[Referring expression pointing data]
== Segment start ==
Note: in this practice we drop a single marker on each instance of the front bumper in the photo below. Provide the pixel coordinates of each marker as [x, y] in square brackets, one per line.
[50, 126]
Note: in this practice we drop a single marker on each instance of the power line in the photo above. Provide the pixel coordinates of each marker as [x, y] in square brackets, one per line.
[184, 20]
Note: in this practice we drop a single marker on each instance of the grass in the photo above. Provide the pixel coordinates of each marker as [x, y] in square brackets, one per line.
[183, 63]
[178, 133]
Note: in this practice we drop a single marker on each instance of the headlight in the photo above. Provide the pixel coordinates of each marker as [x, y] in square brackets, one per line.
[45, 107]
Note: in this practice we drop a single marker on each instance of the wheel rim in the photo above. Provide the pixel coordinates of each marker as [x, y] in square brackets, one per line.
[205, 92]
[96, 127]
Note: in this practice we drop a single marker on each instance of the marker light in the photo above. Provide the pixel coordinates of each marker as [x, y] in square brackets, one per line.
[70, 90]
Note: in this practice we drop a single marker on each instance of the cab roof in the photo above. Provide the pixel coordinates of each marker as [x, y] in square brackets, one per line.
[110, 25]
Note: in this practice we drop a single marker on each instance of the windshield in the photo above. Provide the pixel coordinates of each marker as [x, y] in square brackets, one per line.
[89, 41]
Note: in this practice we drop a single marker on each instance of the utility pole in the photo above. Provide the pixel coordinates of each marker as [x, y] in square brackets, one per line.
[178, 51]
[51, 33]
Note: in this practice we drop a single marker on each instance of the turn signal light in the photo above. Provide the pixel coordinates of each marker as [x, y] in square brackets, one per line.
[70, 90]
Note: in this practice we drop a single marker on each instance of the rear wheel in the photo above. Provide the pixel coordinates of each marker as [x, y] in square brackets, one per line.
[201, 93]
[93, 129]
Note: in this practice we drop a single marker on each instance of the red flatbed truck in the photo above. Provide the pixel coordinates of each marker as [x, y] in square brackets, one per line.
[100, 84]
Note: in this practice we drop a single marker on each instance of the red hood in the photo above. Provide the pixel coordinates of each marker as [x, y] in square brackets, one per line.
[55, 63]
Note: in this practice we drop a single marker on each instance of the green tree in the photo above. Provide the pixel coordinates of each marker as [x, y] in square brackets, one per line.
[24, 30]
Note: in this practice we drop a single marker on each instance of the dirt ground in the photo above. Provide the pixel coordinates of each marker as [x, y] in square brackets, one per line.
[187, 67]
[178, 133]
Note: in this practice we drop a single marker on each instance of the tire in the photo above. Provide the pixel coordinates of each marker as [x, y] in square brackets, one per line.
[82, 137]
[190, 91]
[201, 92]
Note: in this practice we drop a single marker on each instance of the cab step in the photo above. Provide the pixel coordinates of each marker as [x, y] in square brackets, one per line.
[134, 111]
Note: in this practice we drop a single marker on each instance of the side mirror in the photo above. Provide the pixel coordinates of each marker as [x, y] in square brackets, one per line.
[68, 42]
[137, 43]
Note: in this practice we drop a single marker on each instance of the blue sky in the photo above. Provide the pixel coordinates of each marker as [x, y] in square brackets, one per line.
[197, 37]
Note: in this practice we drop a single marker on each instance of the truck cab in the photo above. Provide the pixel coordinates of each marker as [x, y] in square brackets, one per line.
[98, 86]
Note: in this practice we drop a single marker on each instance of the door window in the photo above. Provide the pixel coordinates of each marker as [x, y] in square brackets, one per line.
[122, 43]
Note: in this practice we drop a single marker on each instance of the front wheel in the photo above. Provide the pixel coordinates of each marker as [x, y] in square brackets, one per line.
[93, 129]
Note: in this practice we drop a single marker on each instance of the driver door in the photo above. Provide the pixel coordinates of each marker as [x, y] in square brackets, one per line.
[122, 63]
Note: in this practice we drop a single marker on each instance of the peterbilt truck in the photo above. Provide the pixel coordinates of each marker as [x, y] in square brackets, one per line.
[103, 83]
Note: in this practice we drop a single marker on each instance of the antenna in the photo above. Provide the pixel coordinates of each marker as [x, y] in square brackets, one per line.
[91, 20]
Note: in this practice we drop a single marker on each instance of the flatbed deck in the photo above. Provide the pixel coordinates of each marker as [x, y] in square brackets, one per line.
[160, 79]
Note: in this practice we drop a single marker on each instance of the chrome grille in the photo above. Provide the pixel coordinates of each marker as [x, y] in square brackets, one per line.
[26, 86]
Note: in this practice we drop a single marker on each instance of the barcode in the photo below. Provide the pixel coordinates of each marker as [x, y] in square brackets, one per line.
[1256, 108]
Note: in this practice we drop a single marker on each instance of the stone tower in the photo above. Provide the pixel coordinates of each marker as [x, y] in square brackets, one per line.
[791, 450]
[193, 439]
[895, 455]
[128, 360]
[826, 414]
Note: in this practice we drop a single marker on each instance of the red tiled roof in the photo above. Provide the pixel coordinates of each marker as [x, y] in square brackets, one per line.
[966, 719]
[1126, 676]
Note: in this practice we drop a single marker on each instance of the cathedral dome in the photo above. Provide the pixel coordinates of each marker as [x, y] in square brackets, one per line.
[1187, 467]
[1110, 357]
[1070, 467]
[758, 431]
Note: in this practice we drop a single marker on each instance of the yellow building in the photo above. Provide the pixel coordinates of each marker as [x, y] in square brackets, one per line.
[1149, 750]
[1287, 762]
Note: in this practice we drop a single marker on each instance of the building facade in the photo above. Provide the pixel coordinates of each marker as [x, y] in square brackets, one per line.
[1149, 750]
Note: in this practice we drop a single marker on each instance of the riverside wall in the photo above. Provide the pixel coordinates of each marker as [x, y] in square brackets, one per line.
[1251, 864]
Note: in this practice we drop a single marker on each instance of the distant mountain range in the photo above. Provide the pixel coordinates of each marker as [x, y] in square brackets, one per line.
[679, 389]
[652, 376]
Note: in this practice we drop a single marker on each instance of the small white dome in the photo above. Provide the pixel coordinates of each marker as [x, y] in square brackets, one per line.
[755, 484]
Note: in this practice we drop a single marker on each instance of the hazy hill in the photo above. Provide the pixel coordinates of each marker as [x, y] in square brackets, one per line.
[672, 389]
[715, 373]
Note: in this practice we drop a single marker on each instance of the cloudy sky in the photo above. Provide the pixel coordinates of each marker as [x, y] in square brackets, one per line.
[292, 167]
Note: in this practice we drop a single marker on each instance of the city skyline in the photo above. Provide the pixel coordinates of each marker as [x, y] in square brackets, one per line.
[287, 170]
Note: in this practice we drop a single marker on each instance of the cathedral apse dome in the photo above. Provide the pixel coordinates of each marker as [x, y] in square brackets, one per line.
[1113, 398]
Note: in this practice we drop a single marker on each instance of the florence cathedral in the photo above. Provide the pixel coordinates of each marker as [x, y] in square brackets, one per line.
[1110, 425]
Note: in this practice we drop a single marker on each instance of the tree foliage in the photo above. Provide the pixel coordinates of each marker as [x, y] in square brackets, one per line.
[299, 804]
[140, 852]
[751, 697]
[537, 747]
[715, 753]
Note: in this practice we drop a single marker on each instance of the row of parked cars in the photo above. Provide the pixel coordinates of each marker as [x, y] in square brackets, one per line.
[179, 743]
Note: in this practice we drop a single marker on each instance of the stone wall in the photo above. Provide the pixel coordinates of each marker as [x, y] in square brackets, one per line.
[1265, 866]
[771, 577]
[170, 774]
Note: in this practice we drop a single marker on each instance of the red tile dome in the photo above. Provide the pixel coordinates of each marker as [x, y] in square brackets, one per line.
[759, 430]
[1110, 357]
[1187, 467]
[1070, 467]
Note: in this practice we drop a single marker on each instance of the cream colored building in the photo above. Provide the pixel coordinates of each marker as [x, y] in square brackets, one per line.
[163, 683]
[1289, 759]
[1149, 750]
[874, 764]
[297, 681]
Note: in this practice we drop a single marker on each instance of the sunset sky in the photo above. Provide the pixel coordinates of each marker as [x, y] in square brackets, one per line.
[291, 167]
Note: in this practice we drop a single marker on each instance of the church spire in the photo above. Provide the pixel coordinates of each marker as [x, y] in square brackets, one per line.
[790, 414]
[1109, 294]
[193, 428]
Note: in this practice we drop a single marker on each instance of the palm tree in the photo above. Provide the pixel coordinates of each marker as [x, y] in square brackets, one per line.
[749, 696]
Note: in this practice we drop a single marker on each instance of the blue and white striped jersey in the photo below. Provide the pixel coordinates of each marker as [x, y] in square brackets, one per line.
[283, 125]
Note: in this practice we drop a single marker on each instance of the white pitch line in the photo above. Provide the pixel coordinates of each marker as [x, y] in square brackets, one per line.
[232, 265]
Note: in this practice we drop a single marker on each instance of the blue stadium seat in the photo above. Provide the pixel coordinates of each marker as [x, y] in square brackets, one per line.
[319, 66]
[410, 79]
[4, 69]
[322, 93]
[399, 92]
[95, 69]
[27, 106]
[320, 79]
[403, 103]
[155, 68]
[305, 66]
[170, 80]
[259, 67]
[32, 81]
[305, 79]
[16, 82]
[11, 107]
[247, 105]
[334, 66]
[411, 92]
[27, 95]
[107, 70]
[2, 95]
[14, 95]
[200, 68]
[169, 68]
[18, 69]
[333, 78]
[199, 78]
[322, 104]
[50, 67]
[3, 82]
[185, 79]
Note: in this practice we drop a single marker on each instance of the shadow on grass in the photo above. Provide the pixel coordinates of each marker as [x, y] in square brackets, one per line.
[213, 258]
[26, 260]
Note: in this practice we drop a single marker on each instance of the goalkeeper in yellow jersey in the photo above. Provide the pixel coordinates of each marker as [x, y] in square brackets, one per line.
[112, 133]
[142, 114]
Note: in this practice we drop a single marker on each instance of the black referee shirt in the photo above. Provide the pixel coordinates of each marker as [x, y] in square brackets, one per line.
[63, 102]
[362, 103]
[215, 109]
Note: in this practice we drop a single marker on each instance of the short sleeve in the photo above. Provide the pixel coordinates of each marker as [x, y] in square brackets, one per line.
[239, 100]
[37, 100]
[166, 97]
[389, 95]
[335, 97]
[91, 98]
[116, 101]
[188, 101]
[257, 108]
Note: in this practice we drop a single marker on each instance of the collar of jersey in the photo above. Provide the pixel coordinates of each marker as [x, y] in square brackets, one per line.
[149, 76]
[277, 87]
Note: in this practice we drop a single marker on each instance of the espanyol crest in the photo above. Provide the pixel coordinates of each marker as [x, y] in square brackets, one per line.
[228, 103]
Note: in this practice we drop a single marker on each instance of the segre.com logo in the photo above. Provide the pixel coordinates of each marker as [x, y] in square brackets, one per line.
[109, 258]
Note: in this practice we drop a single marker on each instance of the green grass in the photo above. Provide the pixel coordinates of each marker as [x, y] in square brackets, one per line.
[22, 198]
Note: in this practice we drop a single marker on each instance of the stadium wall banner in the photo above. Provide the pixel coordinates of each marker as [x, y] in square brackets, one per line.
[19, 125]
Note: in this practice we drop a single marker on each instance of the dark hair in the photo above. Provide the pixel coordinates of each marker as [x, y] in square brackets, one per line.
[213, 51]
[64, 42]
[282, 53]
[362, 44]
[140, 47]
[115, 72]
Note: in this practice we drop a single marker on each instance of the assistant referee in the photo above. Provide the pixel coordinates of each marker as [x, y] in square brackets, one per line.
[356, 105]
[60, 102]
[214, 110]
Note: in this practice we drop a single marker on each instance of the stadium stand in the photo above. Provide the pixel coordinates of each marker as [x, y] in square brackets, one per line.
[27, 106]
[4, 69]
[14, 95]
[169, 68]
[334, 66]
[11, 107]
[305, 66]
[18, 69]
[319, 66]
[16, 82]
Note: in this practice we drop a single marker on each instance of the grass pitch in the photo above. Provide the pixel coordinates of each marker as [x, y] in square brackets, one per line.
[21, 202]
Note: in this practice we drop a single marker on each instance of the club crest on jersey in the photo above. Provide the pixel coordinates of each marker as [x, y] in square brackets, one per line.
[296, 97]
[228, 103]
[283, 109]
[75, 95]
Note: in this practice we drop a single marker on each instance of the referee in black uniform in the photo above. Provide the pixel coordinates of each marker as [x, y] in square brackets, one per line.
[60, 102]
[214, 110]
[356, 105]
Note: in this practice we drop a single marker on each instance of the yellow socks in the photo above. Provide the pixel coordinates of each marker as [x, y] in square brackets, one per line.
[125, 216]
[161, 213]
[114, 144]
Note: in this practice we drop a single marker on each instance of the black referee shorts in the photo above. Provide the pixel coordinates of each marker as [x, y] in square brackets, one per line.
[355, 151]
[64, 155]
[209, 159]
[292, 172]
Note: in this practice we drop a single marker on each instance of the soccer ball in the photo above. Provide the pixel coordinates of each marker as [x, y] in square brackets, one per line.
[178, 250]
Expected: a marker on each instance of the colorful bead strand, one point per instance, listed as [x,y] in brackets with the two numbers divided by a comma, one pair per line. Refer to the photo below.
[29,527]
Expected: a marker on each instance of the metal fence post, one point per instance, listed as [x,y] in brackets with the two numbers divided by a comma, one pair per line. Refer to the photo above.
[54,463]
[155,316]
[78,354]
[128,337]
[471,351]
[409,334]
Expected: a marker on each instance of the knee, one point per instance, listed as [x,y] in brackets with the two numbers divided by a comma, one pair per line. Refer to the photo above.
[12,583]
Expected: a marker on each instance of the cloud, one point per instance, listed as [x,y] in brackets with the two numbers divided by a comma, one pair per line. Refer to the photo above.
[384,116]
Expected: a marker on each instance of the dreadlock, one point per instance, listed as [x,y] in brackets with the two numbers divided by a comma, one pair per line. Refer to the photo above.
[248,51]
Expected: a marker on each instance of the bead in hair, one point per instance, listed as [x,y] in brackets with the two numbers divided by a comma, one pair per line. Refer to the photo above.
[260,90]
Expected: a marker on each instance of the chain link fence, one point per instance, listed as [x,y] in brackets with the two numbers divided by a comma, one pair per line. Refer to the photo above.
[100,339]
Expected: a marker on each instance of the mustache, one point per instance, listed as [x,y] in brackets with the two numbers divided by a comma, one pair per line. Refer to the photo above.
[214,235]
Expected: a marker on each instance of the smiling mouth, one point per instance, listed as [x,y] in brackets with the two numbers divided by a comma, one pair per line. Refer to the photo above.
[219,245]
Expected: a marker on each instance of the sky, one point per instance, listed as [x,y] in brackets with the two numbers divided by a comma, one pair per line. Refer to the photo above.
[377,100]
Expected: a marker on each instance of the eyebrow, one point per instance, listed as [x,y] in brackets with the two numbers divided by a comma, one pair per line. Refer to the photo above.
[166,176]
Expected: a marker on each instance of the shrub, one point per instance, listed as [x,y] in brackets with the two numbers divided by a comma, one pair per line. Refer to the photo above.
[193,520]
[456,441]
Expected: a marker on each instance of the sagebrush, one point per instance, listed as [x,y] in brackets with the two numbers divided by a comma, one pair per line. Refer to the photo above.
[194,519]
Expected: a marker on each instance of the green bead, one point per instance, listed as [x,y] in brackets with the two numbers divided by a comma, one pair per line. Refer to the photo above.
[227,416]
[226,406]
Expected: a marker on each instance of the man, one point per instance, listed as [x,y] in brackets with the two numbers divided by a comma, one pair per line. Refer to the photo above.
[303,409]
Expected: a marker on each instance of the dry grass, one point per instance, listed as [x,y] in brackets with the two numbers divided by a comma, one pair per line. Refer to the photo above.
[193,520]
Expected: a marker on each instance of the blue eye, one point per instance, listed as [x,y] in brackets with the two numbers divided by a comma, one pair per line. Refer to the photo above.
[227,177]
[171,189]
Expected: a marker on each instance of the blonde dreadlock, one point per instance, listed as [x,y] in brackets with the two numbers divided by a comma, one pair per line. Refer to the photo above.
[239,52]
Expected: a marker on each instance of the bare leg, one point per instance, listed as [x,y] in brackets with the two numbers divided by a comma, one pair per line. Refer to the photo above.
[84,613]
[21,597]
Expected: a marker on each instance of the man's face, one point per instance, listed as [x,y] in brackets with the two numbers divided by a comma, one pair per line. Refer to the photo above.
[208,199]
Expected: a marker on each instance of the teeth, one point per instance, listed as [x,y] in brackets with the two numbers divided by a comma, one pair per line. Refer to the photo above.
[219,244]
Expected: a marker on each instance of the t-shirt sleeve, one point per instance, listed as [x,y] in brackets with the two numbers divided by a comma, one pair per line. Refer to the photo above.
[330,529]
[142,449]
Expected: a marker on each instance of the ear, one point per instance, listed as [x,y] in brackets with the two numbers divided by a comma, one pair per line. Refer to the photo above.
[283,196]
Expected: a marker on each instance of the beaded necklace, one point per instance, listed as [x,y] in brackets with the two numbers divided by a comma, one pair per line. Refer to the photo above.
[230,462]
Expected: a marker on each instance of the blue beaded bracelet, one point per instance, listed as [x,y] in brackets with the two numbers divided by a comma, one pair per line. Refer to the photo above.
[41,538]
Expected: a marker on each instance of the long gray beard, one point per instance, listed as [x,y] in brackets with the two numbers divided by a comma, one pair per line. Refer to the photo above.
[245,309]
== Segment end ==
- **Task objective**: From the line containing "Expected: a marker on each instance of the teeth, one" through the last line of the entries above, print every line exactly, including both ends, and nothing else.

- **Answer space**:
Expected: a marker on each instance of the teeth, one point per instance, listed as [x,y] in brackets with the two numbers divided by a comma, one pair per line. Refer to the photo above.
[219,244]
Expected: a marker on each instance of the t-shirt sleeve, one point per instance, listed as [x,y] in brackets with the two numbers divided by a comma, one pair per line. Refer to the photo above.
[330,529]
[142,449]
Expected: a marker on each instance of the ear, one point per instance, listed as [x,y] in brackets with the two numbers divided by a comma, one pair per line. Refer to the photo above.
[283,196]
Expected: a marker on each instance of the beaded necklace, one point per instance, listed as [x,y] in brackets with the two numbers divided by a comma, one pair per line. Refer to the photo above.
[230,462]
Expected: a marker on each instance of the blue beaded bracelet, one point per instance, listed as [x,y] in brackets with the two numbers divided by a comma, one pair per line. Refer to the photo above.
[41,538]
Expected: a marker on each instance of the long gray beard, one point per instance, listed as [x,y] in brackets with the two numbers divided by a comma, one pair per line. Refer to the photo above.
[245,309]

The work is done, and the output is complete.